▶ _How to complete this task_
After locating the line with "Drop a point on each instance of the lake." in the data that follows, return it and every later line exactly, up to and including the line with "Drop a point on each instance of the hillside.".

▶ _Data for the task_
━━━━━━━━━━

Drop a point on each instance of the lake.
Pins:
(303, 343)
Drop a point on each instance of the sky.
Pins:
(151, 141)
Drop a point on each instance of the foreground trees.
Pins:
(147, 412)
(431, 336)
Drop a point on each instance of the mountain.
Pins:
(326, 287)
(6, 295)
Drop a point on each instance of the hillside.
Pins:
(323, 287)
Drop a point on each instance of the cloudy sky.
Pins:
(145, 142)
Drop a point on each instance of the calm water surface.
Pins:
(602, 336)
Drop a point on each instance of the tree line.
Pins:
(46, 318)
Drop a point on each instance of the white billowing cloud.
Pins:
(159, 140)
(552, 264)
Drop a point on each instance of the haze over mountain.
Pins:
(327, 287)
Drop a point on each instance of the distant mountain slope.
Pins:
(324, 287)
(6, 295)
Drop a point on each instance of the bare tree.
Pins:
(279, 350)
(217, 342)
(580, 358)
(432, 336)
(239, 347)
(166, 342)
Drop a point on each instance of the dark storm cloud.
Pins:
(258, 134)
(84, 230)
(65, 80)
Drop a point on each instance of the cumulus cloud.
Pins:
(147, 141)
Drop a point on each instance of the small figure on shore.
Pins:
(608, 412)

━━━━━━━━━━

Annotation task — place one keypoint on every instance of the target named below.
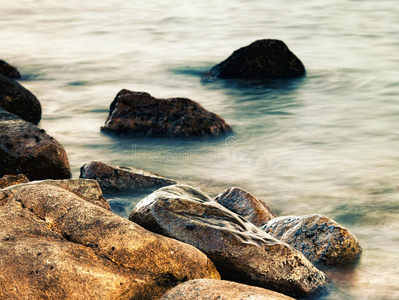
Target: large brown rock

━━━━━━━━━━

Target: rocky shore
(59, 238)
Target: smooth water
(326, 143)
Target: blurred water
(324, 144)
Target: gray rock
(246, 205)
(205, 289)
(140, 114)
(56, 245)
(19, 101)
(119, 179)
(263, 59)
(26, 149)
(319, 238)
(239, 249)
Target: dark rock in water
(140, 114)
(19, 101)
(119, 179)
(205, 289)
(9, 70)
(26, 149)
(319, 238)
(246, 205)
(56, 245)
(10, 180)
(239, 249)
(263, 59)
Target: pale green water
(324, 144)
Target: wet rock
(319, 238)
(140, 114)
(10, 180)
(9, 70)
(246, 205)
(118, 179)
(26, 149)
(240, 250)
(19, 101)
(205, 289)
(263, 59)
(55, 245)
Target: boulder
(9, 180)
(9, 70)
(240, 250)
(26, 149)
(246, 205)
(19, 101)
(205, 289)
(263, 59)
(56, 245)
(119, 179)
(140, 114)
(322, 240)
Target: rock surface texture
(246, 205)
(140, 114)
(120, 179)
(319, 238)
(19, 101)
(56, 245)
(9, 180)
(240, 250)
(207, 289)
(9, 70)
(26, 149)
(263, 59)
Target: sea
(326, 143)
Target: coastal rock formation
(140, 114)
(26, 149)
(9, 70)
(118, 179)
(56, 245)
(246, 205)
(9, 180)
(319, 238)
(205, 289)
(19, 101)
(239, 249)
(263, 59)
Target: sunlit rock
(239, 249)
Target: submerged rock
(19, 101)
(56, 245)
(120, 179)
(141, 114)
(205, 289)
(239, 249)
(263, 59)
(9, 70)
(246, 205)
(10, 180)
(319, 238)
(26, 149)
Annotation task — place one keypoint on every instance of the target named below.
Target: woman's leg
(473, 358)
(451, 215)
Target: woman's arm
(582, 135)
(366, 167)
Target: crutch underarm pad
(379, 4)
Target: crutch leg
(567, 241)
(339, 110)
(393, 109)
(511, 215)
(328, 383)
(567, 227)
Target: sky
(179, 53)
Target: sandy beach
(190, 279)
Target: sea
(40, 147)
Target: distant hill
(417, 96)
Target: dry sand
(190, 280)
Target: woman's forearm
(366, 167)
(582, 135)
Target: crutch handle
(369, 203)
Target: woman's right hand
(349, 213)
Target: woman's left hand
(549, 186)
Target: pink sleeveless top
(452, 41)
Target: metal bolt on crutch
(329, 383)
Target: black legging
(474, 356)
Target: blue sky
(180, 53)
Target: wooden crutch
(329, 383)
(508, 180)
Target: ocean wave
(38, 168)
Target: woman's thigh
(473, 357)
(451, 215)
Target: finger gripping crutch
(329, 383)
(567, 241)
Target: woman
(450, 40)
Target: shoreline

━━━━━━━━━━

▶ _Response to this exercise_
Drop a point on each instance of the lake.
Pins:
(303, 343)
Drop a point on each instance of the sky.
Pins:
(151, 141)
Drop a point on each instance of the foreground trees.
Pins:
(147, 412)
(431, 336)
Drop a point on each instance of the mountain.
Pins:
(326, 287)
(6, 295)
Drop a point on each instance of the hillside.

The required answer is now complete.